- Assignment -
Output every row below verbatim, changing nothing.

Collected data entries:
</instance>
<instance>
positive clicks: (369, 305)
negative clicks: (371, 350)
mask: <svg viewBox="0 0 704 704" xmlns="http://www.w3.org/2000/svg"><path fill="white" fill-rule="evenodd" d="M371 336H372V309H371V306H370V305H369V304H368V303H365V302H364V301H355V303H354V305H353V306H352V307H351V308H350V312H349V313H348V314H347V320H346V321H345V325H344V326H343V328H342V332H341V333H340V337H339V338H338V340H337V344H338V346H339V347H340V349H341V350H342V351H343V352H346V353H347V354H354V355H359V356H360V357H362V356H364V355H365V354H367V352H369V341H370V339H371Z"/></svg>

- Task result -
</instance>
<instance>
positive clicks: (369, 305)
negative clicks: (371, 350)
mask: <svg viewBox="0 0 704 704" xmlns="http://www.w3.org/2000/svg"><path fill="white" fill-rule="evenodd" d="M371 336H372V309H371V306H370V305H369V304H368V303H365V302H364V301H355V303H354V305H353V306H352V307H351V308H350V312H349V313H348V314H347V320H346V321H345V325H344V326H343V328H342V332H341V333H340V337H339V338H338V340H337V344H338V346H339V347H340V349H341V350H342V351H343V352H346V353H347V354H354V355H359V356H360V357H362V356H364V355H365V354H367V352H369V341H370V339H371Z"/></svg>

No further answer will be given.